Give the lines of the records as a JSON list of strings, one string per line with blank lines left out, starting at the line that contains "Target | manicured grass" and running through the end of the records.

_Data for the task:_
^^^^^^^^

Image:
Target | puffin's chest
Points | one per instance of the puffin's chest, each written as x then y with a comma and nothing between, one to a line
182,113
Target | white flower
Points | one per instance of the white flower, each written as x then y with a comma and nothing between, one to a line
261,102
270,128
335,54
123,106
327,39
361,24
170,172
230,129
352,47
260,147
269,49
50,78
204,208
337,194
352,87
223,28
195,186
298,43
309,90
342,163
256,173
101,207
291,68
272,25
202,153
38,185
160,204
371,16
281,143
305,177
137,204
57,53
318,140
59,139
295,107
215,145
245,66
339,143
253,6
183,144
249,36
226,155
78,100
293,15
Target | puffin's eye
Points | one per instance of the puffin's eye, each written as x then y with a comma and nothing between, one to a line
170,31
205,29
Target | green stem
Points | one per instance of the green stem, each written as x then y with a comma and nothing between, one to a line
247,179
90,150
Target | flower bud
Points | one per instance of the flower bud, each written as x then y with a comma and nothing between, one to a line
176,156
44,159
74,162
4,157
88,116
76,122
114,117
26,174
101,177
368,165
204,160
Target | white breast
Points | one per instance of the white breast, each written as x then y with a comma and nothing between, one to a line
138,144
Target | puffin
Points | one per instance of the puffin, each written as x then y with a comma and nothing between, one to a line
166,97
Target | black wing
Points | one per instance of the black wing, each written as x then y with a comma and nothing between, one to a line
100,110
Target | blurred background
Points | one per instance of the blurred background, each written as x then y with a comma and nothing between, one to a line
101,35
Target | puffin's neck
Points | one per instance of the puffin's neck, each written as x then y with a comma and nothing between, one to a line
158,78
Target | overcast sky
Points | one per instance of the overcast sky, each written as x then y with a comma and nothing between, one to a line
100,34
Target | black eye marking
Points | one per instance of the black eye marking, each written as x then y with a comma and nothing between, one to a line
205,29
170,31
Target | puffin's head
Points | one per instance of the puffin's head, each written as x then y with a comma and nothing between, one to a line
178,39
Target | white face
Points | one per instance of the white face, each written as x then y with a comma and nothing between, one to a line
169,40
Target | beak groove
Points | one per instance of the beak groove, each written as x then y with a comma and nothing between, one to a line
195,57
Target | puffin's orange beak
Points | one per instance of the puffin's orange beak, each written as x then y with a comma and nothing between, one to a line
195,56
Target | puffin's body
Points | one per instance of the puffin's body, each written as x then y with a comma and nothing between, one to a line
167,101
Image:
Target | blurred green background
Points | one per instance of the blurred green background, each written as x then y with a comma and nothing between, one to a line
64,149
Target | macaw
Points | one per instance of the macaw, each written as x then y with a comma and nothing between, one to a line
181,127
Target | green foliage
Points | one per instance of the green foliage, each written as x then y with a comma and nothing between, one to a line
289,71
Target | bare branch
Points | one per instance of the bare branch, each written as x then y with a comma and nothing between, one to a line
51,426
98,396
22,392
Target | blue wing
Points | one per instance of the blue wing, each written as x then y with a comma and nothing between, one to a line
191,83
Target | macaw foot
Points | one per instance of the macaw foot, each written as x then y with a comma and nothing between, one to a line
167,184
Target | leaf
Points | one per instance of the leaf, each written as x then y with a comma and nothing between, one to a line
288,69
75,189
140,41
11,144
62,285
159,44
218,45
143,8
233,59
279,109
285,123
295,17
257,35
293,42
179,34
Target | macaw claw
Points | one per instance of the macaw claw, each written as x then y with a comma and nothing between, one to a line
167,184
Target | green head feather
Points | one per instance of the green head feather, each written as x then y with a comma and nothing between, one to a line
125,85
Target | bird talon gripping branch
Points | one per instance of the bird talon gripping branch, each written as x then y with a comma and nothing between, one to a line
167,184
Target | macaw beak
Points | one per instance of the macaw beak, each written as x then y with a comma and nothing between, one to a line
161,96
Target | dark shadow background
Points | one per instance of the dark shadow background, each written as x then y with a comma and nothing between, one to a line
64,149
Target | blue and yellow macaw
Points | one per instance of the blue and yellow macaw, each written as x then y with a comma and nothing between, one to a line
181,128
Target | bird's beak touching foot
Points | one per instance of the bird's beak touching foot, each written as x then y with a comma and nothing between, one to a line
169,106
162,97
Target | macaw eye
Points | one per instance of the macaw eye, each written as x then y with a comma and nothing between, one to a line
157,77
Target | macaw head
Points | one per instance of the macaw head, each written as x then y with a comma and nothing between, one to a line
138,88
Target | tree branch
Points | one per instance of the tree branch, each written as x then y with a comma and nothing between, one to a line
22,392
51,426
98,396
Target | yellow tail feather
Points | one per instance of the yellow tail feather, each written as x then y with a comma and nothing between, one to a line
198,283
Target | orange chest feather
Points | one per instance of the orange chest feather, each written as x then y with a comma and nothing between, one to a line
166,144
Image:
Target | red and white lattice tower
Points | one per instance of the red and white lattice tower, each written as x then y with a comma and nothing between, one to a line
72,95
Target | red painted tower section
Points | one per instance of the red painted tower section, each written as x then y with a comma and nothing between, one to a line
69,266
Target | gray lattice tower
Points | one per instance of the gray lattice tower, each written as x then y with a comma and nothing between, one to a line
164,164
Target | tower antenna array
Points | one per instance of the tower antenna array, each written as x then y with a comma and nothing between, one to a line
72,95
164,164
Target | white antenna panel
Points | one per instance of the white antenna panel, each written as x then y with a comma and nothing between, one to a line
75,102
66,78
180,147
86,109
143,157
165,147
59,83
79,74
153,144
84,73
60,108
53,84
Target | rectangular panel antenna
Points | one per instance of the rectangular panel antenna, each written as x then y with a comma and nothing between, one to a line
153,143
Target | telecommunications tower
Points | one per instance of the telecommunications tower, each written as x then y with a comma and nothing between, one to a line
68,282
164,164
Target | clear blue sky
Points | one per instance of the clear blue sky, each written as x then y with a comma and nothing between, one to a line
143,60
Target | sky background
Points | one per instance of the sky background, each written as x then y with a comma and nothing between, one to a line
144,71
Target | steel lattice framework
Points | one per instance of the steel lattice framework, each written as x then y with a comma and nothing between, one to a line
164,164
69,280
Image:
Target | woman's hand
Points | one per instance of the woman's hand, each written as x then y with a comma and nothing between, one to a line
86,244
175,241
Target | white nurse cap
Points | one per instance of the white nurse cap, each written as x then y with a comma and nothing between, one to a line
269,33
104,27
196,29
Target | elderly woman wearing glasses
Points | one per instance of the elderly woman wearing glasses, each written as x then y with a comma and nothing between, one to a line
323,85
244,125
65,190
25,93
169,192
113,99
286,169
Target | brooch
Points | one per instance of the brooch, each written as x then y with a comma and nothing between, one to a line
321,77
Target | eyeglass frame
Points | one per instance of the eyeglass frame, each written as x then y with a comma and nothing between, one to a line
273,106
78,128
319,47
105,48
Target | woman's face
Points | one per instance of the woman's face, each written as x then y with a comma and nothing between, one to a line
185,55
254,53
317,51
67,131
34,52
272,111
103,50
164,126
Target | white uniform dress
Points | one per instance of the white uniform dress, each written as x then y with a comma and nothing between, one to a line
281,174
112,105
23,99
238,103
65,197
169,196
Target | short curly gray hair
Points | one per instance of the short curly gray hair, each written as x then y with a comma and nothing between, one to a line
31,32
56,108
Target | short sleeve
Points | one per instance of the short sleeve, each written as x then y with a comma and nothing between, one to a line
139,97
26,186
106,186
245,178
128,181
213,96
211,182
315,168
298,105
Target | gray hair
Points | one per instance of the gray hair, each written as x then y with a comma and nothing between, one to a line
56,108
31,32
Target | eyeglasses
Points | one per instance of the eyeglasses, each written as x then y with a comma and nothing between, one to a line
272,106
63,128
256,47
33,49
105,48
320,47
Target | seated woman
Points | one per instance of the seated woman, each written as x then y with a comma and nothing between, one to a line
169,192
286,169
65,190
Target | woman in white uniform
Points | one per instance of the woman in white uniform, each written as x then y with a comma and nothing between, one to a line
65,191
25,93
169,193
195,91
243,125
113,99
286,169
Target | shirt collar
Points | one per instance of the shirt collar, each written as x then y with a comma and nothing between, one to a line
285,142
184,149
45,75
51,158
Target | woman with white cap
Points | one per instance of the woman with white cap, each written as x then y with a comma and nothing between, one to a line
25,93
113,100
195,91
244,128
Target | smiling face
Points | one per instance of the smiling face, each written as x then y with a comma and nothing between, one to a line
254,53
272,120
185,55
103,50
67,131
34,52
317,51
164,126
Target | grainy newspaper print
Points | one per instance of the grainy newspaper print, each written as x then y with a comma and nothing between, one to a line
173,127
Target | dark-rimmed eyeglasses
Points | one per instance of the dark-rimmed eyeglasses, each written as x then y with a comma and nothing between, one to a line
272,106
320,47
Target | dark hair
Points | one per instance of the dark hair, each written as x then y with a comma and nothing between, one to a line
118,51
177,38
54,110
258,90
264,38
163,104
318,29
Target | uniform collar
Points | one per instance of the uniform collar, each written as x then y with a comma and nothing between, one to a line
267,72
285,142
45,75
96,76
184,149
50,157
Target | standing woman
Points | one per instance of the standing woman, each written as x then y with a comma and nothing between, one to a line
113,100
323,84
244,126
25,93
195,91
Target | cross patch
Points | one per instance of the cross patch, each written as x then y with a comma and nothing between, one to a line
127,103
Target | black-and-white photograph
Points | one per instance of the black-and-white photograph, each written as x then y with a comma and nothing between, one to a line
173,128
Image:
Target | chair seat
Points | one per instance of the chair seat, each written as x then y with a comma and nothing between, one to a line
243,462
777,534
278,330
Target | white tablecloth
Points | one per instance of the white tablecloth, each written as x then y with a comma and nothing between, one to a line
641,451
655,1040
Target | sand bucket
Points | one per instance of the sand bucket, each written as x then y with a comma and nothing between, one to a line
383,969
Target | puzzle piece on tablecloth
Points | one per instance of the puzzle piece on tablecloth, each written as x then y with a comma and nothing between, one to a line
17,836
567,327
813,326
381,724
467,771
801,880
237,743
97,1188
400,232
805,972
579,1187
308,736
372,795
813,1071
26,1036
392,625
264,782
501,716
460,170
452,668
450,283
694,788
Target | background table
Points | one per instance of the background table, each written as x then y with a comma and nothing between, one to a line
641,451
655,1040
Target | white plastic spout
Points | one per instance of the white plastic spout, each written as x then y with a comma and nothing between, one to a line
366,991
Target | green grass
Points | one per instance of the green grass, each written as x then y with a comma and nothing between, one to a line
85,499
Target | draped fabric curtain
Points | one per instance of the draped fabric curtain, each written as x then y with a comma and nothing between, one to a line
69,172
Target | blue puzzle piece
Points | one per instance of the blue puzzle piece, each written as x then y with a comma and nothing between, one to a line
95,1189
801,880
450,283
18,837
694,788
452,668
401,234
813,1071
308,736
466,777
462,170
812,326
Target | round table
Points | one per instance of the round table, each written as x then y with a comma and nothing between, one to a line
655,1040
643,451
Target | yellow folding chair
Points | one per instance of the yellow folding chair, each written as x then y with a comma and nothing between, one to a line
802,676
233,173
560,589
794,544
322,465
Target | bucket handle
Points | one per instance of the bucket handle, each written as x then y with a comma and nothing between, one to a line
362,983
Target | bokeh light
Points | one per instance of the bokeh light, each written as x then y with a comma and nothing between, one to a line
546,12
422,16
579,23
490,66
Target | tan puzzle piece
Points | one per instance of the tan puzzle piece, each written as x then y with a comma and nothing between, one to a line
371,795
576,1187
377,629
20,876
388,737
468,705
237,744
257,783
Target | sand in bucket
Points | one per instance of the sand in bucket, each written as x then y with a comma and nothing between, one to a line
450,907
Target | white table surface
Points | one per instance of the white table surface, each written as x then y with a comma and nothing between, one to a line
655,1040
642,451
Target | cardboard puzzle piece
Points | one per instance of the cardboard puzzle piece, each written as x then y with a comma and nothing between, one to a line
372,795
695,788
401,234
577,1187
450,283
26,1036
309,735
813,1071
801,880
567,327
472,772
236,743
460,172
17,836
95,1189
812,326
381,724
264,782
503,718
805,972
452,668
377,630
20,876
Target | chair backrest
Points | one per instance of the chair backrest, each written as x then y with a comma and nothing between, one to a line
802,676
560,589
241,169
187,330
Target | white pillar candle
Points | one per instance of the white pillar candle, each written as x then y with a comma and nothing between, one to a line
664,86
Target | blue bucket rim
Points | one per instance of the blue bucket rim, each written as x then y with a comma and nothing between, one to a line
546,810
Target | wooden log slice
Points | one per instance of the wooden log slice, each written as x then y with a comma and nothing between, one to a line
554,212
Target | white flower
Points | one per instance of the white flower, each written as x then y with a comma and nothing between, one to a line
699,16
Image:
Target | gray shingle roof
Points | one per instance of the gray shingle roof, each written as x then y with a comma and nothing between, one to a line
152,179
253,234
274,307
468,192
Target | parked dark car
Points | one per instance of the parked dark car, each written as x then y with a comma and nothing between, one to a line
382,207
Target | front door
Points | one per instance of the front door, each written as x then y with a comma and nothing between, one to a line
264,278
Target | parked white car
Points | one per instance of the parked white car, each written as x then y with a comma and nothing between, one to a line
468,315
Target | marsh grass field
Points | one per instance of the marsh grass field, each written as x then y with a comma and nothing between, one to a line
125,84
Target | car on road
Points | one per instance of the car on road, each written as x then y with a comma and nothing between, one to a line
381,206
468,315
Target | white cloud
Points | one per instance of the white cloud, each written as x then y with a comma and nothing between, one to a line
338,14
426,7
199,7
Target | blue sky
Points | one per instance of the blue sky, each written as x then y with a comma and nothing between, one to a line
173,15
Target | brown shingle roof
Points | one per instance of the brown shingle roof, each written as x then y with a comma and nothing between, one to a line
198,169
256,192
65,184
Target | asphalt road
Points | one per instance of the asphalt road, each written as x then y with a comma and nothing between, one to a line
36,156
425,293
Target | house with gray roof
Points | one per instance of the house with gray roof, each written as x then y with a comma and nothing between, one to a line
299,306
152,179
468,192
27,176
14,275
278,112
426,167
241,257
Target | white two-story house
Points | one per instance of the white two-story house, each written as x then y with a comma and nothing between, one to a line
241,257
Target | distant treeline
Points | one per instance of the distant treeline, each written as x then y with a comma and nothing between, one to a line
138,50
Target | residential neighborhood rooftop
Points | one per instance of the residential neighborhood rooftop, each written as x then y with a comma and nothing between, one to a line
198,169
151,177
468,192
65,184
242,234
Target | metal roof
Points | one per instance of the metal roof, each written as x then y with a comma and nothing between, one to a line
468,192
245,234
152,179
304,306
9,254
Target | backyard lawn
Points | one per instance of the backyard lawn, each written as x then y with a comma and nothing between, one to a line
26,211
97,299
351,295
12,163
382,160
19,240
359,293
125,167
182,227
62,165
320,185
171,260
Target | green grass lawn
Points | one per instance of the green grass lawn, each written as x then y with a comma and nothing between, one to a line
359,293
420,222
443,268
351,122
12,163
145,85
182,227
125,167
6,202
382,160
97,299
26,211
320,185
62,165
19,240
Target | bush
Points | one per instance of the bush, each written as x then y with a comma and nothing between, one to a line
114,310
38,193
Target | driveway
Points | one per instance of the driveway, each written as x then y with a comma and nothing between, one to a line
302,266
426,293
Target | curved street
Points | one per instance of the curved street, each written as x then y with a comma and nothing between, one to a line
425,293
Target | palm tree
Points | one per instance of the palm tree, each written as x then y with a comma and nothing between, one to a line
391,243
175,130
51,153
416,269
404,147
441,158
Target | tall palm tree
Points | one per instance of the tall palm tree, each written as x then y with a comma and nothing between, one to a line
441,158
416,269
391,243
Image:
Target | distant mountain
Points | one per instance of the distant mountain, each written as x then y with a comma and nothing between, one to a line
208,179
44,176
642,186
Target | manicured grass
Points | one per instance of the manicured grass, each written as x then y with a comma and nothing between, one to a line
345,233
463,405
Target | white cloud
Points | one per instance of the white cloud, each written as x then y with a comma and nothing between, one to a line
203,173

^^^^^^^^

_Output below:_
[
  "Target | manicured grass",
  "Points | one per instance of the manicured grass, each written as x then y with a comma and nothing between, one to a line",
  "345,233",
  "463,405",
  "Target | white cloud",
  "Points | one per instance of the white cloud, each written as x then y with a comma and nothing between, one to a line",
  "203,173"
]